▶ _Your goal_: Copy every item below word for word, leaving out the pictures.

▶ _Given records_:
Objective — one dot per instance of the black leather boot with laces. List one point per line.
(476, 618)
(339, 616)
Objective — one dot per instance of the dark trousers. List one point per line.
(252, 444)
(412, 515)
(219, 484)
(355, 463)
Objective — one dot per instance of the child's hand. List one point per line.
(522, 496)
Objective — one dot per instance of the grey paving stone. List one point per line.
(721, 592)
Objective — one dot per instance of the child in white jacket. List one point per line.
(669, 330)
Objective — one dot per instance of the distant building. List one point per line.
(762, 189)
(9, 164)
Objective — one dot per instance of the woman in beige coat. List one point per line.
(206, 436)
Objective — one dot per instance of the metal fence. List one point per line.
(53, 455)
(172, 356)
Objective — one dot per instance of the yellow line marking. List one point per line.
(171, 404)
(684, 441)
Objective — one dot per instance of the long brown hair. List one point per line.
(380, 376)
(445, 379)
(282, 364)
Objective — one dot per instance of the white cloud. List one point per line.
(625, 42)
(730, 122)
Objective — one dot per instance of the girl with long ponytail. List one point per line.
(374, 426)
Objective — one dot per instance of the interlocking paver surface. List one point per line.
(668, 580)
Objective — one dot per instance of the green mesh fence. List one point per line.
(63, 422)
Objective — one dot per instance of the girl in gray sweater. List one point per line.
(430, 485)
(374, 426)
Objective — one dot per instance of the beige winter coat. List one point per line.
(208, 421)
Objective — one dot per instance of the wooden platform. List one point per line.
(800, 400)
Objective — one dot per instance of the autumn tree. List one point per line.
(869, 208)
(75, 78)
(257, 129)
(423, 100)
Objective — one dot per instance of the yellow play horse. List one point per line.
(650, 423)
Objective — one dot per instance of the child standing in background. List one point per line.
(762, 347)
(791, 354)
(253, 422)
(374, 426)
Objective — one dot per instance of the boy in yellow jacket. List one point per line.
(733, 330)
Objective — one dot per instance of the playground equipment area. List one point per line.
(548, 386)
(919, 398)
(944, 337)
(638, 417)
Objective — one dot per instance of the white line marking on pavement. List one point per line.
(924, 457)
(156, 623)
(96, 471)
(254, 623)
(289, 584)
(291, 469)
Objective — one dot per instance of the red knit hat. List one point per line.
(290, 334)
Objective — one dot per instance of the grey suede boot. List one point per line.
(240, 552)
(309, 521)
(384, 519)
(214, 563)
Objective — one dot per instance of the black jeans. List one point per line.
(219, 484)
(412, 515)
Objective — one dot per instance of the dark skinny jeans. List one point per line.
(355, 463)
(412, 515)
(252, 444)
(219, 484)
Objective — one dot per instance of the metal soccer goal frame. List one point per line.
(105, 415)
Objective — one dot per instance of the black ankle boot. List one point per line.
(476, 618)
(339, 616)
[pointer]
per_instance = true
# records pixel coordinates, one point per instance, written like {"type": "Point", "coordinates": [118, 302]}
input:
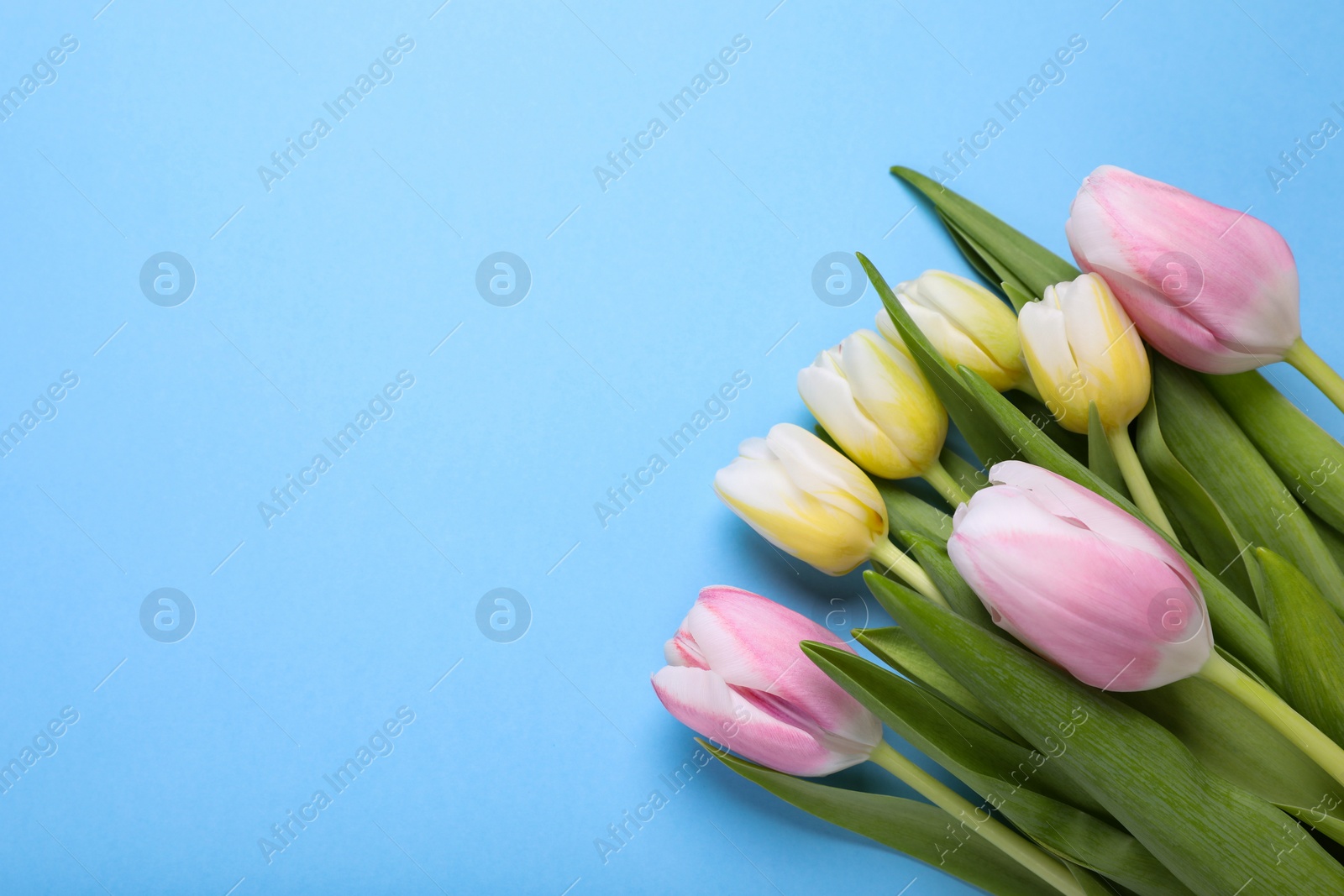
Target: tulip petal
{"type": "Point", "coordinates": [1063, 497]}
{"type": "Point", "coordinates": [1210, 286]}
{"type": "Point", "coordinates": [705, 703]}
{"type": "Point", "coordinates": [820, 470]}
{"type": "Point", "coordinates": [727, 625]}
{"type": "Point", "coordinates": [1045, 344]}
{"type": "Point", "coordinates": [831, 401]}
{"type": "Point", "coordinates": [763, 493]}
{"type": "Point", "coordinates": [1092, 605]}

▶ _Exercise solution_:
Objective — one dot per instance of the black leather boot with laces. List one point per line.
(476, 618)
(339, 616)
Objective — one dot per instance of the dark trousers. List one point per line.
(252, 444)
(412, 515)
(219, 484)
(355, 463)
Objective — one dot per instance of the child's hand. List one point per line.
(522, 496)
Objective — one dot per instance of the grey paving stone. List one point per line.
(721, 592)
Objective — one dot per instance of the child in white jacket. List one point per line.
(669, 330)
Objective — one dot per instance of the distant building. List one point per line.
(762, 189)
(9, 164)
Objective — one dot per instance of the woman in beige coat. List one point per line.
(206, 436)
Objective — one dot per instance of the metal fence. List one point per line.
(53, 455)
(172, 356)
Objective — one dot per instance of the yellow line marking. List one point per line.
(171, 404)
(684, 441)
Objective — one dot per instance of the long brown hair. List one point per line.
(380, 376)
(445, 379)
(282, 364)
Objective — one dot per instance of the white cloud. List one point per line.
(625, 42)
(730, 122)
Objective — one dot per instance of the girl with long ponytail. List one point per line.
(374, 426)
Objective — one dot per instance of the interlocking paver surface. List one point per line.
(668, 580)
Objective — one dot per instance of the green mesh fence. List one point per line.
(63, 422)
Objective — one dot per instance of the girl in gray sweater. List one point per line.
(430, 485)
(374, 426)
Objective — one dot per instance of the beige winter coat. List one point per line.
(208, 421)
Objective — one dot per instance of the wooden platform. List one point per line.
(800, 400)
Objective — one dot per instance of the autumn tree. List one point per line.
(869, 208)
(75, 78)
(257, 129)
(423, 100)
Objective — one dot per instance of the yellow play horse. List one point per line.
(650, 423)
Objective — one dot per instance of the child standing in background. List one point per line.
(762, 347)
(791, 354)
(253, 422)
(374, 426)
Objective — one dot per instance of the boy in yellow jacket. List one point per line.
(733, 330)
Objective — one dot per instance of the playground equipment area. List one point per line.
(548, 386)
(919, 398)
(944, 337)
(638, 417)
Objective — one dot per instance of the white line marking on pavement. List one point per line.
(924, 457)
(156, 623)
(96, 471)
(254, 623)
(289, 584)
(291, 469)
Objective — one dot per instance of the red knit hat. List one point per line.
(290, 334)
Objective — one dot per instance of the grey suede boot. List one point per line.
(240, 552)
(309, 521)
(384, 519)
(214, 563)
Objective — one dot per instance of the black jeans. List one point per line.
(219, 484)
(412, 515)
Objective — one dot per instance of the dark skinny jeans. List one point per line.
(355, 463)
(412, 515)
(252, 444)
(219, 484)
Objective — one dot per instance of the metal soccer goal frame. List one point per line.
(105, 415)
Objective — one dot per instance of the black ankle boot. List one point per line.
(476, 618)
(339, 616)
[pointer]
per_instance = true
# records pixel coordinates, one point per instance, written like {"type": "Point", "coordinates": [118, 302]}
input:
Target: tulip petal
{"type": "Point", "coordinates": [1063, 497]}
{"type": "Point", "coordinates": [1210, 286]}
{"type": "Point", "coordinates": [705, 703]}
{"type": "Point", "coordinates": [820, 470]}
{"type": "Point", "coordinates": [727, 625]}
{"type": "Point", "coordinates": [1045, 344]}
{"type": "Point", "coordinates": [831, 401]}
{"type": "Point", "coordinates": [763, 493]}
{"type": "Point", "coordinates": [1092, 605]}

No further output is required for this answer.